### [BRIEF A]
In the injector replacement thread, what does Steve Angry say holds the injectors in?
### [BRIEF B]
Print the portion of the injector replacement thread starting with "Thanks...i was told" and going on through "into the head...".

### [TEXT SHOWN]
# replacing injectors...



## abcd123 (Dec 3, 2006)

1987 5000cs Turbo Quattro, can anyone tell me how to get the injectors out because i am going to be replacing them. I don't have any expierence with fuel injectors with my audi yet so some steps and tips would be great. Thanks in advance.


----------



## Steve Angry (Feb 7, 2000)

*Re: replacing injectors... (abcd123)*

I normally use a pair of pliers and carefully pull them out. There is a special VW/Audi tool for this but I don't have it.
They are in there pretty tight and held in by a rubber oring.
Grab the injector squarely at the top(not on the line) and wiggle it out carefully.
Sometimes they take alot of effort to pop out.
Be sure to replace those o ring seals. They are cheap.
Steve


----------



## abcd123 (Dec 3, 2006)

Thanks...i was told to take off the valve cover and then take the injectors out as your said. Now the injector is made of two pieces correct, one that screws into the head and the other part that im popping out?


----------



## Steve Angry (Feb 7, 2000)

*Re: (abcd123)*

Nah, the injector is 1 piece, you're thinking of the insert the injector slides into. That is screwed into the head...
Steve


----------



## abcd123 (Dec 3, 2006)

ok, so all i have to do is pop the injector out...i still have to take off the valve cover though right and the air disturbtor for fuel injector cooling blower which rests right above the valve cover?


----------

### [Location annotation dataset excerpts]
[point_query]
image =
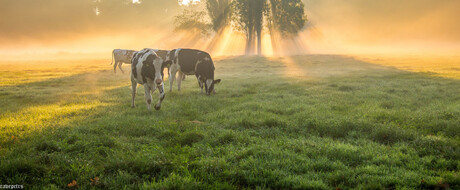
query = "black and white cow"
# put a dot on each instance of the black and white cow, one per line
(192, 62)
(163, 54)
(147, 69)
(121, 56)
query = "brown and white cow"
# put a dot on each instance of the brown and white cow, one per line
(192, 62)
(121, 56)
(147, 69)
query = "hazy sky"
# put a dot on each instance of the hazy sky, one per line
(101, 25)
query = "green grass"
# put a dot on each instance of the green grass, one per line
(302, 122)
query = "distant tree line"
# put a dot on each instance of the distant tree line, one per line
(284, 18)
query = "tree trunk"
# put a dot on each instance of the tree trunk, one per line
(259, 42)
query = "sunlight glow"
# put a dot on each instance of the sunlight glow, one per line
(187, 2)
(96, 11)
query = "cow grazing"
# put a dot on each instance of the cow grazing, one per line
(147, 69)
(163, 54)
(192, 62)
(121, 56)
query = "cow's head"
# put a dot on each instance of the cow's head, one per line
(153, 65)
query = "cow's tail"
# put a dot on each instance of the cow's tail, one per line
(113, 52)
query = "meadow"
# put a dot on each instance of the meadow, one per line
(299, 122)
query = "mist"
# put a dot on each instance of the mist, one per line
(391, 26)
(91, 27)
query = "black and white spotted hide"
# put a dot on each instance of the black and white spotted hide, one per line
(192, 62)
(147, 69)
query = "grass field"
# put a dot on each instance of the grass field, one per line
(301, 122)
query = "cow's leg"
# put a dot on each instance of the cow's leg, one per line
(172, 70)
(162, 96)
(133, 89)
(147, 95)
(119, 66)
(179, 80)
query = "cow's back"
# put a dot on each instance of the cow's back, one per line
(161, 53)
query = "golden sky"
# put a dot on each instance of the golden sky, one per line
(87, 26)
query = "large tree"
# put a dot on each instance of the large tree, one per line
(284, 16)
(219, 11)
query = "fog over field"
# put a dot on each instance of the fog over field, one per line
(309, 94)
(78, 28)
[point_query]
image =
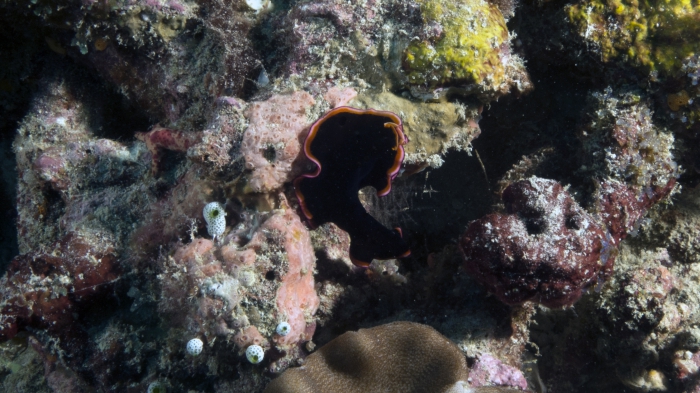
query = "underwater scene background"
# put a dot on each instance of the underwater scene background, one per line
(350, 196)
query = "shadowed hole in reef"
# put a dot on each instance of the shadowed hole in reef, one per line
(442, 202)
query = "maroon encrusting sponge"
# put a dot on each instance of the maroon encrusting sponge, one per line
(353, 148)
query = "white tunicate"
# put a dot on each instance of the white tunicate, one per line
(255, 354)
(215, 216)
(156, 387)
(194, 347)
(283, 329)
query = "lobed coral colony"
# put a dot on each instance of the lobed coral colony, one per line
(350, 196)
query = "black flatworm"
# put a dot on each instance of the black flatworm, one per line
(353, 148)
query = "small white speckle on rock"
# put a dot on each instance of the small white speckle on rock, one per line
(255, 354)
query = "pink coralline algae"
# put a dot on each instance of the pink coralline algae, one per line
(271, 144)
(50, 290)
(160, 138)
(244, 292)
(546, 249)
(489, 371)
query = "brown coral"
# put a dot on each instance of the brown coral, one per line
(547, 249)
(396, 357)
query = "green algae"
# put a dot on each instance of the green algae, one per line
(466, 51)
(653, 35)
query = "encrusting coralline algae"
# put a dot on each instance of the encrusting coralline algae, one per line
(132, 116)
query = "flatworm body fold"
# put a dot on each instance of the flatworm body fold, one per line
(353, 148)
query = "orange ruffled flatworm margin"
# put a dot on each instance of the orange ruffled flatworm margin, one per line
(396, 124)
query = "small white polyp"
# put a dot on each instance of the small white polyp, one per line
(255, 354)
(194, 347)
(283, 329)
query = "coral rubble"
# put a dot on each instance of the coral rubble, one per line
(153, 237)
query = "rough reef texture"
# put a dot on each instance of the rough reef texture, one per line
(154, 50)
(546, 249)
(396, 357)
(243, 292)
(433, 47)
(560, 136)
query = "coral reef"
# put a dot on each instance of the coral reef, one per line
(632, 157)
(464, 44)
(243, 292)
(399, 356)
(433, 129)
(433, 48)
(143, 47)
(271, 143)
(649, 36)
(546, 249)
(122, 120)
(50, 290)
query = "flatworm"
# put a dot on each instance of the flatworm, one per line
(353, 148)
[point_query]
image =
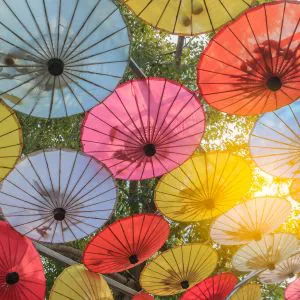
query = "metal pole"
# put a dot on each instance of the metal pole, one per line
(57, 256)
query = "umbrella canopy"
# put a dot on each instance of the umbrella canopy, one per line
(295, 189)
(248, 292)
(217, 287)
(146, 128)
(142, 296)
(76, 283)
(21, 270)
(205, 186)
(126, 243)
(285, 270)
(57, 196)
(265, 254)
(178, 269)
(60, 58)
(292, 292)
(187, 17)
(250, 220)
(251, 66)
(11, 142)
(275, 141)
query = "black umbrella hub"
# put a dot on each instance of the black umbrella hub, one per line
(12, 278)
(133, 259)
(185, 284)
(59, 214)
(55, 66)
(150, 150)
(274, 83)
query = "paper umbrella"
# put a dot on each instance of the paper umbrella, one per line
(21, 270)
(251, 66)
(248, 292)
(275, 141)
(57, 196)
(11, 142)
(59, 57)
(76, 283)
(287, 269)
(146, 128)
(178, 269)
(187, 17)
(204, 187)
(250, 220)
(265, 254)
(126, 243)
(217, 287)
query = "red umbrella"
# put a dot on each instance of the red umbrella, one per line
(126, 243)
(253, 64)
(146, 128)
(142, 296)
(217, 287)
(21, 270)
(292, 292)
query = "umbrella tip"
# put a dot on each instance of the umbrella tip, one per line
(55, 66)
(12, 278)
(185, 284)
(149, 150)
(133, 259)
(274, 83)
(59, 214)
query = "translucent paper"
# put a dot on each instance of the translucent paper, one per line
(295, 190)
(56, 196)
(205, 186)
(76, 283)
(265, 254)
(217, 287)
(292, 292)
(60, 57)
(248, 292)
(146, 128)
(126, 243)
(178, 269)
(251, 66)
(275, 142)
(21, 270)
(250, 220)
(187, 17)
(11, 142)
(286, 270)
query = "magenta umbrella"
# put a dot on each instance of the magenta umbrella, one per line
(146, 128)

### [TASK RESPONSE A]
A rubber O-ring.

### [TASK RESPONSE B]
Thanks...i was told to take off the valve cover and then take the injectors out as your said. Now the injector is made of two pieces correct, one that screws into the head and the other part that im popping out?


----------



## Steve Angry (Feb 7, 2000)

*Re: (abcd123)*

Nah, the injector is 1 piece, you're thinking of the insert the injector slides into. That is screwed into the head...